───── MATERIALS PROVIDED

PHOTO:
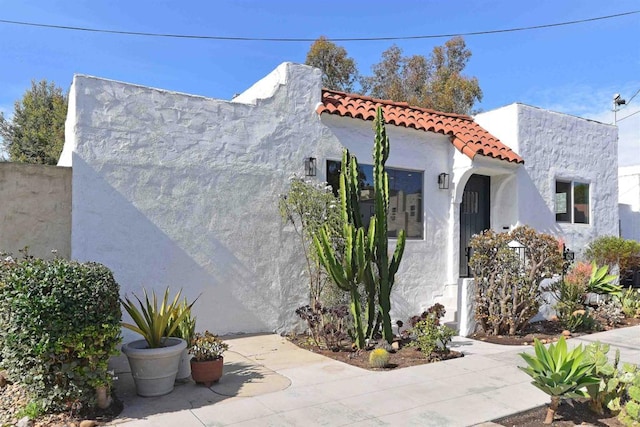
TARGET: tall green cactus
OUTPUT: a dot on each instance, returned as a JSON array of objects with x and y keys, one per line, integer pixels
[
  {"x": 352, "y": 267},
  {"x": 365, "y": 260},
  {"x": 380, "y": 256}
]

──────────

* WORK TASK *
Output consists of exactly the lines from the one containing "OUTPUT: a dot" to the end of the records above, retyped without change and with nothing extra.

* ANSWER BELOW *
OUTPUT: a dot on each instance, returned as a JSON array of objects with x and y keys, one per line, integer pixels
[
  {"x": 352, "y": 267},
  {"x": 365, "y": 260},
  {"x": 380, "y": 256}
]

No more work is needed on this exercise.